→ What is asked
Reproduce every line from the one containing "the carport post" down to the one containing "the window pane", both included and with the requests kept, scaling each point coordinate in the answers by 1.45 and rounding to whole numbers with halves going up. Return only those lines.

→ Saved entries

↓↓↓

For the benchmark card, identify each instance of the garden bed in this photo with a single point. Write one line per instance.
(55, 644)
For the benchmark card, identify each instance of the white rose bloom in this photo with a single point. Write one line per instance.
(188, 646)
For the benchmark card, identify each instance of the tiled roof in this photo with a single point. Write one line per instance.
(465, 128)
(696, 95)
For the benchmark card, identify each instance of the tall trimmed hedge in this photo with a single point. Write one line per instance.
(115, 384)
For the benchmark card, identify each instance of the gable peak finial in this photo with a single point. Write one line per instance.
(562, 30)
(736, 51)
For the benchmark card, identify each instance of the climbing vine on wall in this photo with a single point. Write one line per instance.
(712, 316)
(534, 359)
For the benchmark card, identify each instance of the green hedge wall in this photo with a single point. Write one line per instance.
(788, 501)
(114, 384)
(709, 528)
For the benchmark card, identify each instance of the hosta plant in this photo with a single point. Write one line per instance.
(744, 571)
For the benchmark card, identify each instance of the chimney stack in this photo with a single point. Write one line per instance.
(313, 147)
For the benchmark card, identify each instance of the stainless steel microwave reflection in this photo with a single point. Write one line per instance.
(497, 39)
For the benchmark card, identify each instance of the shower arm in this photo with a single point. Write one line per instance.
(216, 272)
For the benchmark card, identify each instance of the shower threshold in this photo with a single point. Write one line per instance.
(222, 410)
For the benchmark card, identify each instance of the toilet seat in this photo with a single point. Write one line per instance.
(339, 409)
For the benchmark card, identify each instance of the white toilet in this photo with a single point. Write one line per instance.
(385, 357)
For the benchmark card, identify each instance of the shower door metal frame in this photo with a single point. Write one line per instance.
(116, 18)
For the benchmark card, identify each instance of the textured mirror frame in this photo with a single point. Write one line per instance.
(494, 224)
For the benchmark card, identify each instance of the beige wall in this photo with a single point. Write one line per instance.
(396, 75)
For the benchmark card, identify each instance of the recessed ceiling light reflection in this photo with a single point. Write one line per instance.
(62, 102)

↑↑↑
↓↓↓

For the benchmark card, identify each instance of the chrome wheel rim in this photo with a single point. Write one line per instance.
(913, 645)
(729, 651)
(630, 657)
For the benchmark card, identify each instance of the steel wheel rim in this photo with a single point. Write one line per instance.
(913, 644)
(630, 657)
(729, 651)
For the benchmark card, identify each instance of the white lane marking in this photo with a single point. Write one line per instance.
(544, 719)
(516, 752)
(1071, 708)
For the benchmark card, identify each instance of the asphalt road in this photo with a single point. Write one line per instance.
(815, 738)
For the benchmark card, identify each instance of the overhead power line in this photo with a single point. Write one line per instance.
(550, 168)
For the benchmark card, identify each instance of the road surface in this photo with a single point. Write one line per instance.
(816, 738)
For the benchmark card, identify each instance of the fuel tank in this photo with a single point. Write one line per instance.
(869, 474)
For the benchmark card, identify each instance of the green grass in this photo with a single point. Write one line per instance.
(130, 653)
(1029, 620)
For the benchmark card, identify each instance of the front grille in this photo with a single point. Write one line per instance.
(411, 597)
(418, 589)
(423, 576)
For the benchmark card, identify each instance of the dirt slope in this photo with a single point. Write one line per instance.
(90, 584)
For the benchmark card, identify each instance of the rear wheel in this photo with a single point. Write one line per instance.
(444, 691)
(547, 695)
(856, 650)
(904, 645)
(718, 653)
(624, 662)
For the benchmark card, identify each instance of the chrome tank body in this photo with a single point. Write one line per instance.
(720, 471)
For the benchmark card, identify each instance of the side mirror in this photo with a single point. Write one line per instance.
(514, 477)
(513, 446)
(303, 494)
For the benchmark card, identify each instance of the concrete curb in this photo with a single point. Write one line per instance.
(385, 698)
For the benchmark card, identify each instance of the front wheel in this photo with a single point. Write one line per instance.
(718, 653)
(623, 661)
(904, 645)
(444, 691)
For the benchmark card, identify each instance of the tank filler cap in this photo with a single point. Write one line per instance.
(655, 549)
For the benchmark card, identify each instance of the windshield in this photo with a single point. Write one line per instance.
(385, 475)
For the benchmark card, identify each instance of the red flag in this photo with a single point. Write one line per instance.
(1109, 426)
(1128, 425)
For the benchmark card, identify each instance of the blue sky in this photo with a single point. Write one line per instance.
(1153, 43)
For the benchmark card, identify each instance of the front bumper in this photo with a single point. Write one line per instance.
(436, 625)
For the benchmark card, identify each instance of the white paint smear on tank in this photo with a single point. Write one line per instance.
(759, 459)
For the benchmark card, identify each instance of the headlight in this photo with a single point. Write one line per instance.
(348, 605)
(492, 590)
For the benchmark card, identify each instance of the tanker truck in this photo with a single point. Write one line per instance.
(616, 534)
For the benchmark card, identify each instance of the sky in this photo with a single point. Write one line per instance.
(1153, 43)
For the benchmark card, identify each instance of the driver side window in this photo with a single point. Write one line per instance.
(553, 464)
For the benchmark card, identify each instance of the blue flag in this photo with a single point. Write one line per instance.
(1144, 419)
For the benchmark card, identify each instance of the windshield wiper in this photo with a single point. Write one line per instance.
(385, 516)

↑↑↑
↓↓↓

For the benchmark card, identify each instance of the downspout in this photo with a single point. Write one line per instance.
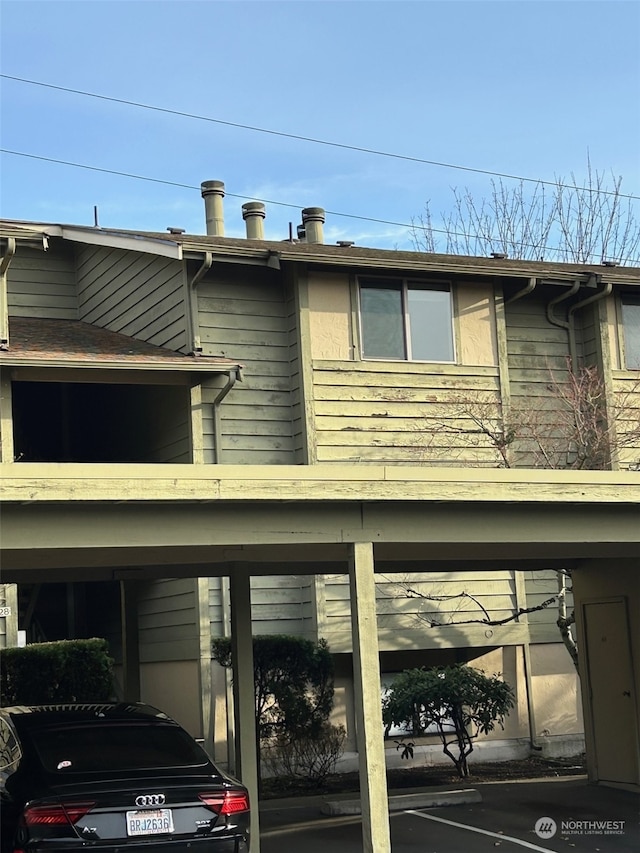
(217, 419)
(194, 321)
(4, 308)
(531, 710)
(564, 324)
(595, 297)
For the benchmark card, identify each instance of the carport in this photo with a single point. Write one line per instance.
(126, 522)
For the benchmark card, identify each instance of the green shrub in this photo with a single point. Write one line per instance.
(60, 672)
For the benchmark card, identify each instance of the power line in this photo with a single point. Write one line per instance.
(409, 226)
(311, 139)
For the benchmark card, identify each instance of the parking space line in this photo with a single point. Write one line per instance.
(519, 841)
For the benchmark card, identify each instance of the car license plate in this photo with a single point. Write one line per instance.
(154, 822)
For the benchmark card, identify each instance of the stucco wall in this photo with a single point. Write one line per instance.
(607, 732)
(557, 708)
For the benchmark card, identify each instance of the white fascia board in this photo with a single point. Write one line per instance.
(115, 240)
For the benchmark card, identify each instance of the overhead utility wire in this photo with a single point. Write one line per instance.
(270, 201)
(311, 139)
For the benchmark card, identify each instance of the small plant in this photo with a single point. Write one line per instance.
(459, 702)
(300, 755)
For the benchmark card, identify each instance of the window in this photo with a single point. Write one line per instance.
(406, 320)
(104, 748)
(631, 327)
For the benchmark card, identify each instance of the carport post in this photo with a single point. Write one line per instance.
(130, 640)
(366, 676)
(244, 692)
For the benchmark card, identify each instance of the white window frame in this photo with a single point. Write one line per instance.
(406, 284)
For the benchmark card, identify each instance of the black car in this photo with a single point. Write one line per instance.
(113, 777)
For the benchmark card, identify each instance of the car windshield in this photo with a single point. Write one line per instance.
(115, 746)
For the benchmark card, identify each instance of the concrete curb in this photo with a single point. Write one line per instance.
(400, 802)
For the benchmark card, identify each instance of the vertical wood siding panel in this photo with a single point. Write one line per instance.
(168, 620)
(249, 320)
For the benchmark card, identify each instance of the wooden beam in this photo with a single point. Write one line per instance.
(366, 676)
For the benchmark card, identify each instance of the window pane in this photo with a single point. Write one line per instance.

↑↑↑

→ Final result
For the benchmark card, identify each instance of the carport post in this photo with a single point. Write one line per instance.
(189, 928)
(531, 980)
(354, 1003)
For the benchmark card, identify each instance of the white window frame in this photo with a single point. Write one line per instance.
(589, 412)
For the benchmark card, identify each instance of the black car in this photo with a single point. Write one line per instance.
(164, 1127)
For the benchmark card, identify each instance of the car windshield in this photo with a single point. Write one line per instance.
(167, 1082)
For the benchmark card, identify each instance of the concrete curb in this photo with a single point. Write one line per instance.
(580, 1163)
For the benchmark card, identify each instance of the vertical wood siding panel in this photo with a single point. Write one line per instance.
(244, 899)
(361, 464)
For the benchmark card, identify each instance of the wooden beam in this photo with a single point. Write one line per instance.
(531, 980)
For the benchmark card, identify each instance of the window pane in this photo with a single point. Write one line per instance.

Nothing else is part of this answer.